┌─ Selected text

THE STEAK N SHAKE COMPANY , an Indiana corporation (the “Company”) and FIFTH THIRD BANK, a Michigan banking corporation, formerly known as Fifth Third Bank (Central Indiana), and Fifth Third Bank, Indiana (Central) (the “Bank”), being parties to that certain Credit Agreement dated as of November 16, 2001, as previously amended (collectively, the “Agreement”), agree to further amend the Agreement by this Eighth Amendment to Credit Agreement (this “Amendment”) as follows.


1.            DEFINITIONS .  All defined terms used herein not otherwise defined in this Amendment shall have their respective meanings set forth in the Agreement.

 
(a)
Amended Definitions .  The following definitions appearing under Section 1 of the Agreement are hereby amended and restated in their respective entireties as follows:

 
c.
" Applicable Spread " means that number of Basis Points to be taken into account in determining the LIBOR-based Rate determined by reference to the Company’s ratio of Funded Debt to EBITDA as follows:

Ratio of Funded  Debt to EBITDA
Applicable Spread
> 4.00
250 b.p.
> 3.00 but < 4.00
200 b.p.
> 2.00 but < 3.00
150 b.p.
< 2.00
100 b.p.

 
Effective as of the date of the Eighth Amendment, the Applicable Spread shall be the highest tier. Thereafter, the Applicable Spread shall be determined as of the end of each fiscal quarter upon receipt of the Company’s quarterly financial statements delivered in accordance with Section 5(b)(ii) herein.

 
x.
Loan Document ” means any of this Agreement, the Revolving Note, the Guaranties, all Reimbursement Agreements, the Security Agreement, the Intercreditor Agreement, and any other instrument or document which evidences or secures the Loan or Letters of Credit, or which expresses an agreement as to terms applicable to the Loan or Letters of Credit, and in the plural means any two or more of the Loan Documents, as the context requires.

 
jj.
Prudential Note Purchase Agreement” means that certain Amended and Restated Note Purchase and Private Shelf Agreement dated as of September 20, 2002, entered into by and among the Company, Prudential, Prudential Investment Management, Inc., and each Prudential Affiliate party thereto, as amended, and as it may hereafter be amended, modified, or restated from time to time.

 
(b)
New Definitions .  The following new definitions are hereby added to Section 1 of the Agreement as follows:

 
vv.
Collateral ” is used as defined in Section 4(a) herein.

 
ww.
Eighth Amendment ” means that certain agreement entitled “Eighth Amendment to Credit Agreement” entered into by and between the Company and the Bank dated as of May 16, 2008, for the purpose of amending this Agreement.

 
xx.

└─

* [Exercise task] Reproduce the stretch of the credit agreement amendment from "New Definitions .  The" through "Section 4(a) herein.", word for word.

┌─ Data listing

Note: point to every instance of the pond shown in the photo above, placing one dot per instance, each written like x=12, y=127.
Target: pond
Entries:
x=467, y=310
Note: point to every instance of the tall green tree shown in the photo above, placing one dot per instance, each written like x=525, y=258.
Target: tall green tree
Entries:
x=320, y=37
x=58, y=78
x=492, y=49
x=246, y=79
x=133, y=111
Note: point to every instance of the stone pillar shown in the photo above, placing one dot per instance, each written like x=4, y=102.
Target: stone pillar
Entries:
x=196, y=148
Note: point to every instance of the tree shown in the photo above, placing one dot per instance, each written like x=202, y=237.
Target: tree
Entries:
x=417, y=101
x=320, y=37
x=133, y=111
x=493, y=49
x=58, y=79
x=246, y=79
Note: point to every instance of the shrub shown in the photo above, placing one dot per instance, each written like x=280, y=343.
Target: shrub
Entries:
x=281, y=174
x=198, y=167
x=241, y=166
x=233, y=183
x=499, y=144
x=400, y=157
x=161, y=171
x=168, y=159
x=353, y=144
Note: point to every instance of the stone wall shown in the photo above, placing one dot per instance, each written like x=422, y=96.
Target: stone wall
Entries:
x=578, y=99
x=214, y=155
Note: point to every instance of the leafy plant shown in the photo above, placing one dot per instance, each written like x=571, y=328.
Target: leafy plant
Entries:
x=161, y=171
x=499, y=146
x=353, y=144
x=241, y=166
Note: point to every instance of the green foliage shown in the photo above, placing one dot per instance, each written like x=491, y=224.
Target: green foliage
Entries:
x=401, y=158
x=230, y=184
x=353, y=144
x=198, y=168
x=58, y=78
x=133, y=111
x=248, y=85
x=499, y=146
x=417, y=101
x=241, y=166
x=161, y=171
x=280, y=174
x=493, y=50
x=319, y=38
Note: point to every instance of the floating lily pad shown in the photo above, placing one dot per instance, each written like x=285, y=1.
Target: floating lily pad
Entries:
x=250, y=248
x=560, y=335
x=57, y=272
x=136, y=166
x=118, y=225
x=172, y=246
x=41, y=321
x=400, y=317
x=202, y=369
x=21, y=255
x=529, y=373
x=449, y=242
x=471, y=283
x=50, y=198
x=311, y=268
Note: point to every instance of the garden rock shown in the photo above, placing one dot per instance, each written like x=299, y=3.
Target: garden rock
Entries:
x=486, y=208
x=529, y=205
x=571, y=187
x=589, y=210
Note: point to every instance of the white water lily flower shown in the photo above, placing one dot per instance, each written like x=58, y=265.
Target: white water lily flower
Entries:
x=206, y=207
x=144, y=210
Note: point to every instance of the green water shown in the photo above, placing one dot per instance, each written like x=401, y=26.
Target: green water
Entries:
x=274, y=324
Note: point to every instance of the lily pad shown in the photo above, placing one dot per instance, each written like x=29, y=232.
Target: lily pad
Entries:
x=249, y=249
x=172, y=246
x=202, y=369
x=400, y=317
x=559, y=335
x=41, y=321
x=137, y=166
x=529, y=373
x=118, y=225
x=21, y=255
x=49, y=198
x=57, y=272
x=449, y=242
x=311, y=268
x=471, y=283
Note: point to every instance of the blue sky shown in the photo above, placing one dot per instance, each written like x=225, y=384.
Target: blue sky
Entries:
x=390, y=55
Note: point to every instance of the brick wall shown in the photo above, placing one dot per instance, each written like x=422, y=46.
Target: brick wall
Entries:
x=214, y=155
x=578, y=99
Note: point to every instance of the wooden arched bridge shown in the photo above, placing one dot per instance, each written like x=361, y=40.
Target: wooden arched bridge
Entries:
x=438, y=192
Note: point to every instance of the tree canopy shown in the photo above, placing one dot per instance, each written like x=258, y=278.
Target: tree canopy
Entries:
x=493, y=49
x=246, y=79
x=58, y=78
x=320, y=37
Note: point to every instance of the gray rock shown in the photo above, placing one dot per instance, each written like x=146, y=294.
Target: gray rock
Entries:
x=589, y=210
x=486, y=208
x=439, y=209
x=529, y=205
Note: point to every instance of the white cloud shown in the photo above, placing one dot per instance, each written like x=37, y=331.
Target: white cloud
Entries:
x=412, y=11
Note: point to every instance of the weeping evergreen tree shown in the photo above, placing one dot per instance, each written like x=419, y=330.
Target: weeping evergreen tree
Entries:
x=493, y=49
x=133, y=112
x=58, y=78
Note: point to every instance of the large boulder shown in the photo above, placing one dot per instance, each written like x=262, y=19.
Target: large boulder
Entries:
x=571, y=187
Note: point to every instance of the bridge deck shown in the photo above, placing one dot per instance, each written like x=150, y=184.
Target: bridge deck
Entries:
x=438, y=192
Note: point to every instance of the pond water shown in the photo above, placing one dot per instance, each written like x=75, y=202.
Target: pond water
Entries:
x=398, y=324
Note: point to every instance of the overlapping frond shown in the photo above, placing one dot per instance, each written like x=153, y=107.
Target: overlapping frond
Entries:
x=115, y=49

└─

* [Response to the exercise]
New Definitions .  The following new definitions are hereby added to Section 1 of the Agreement as follows:

 
vv.
Collateral ” is used as defined in Section 4(a) herein.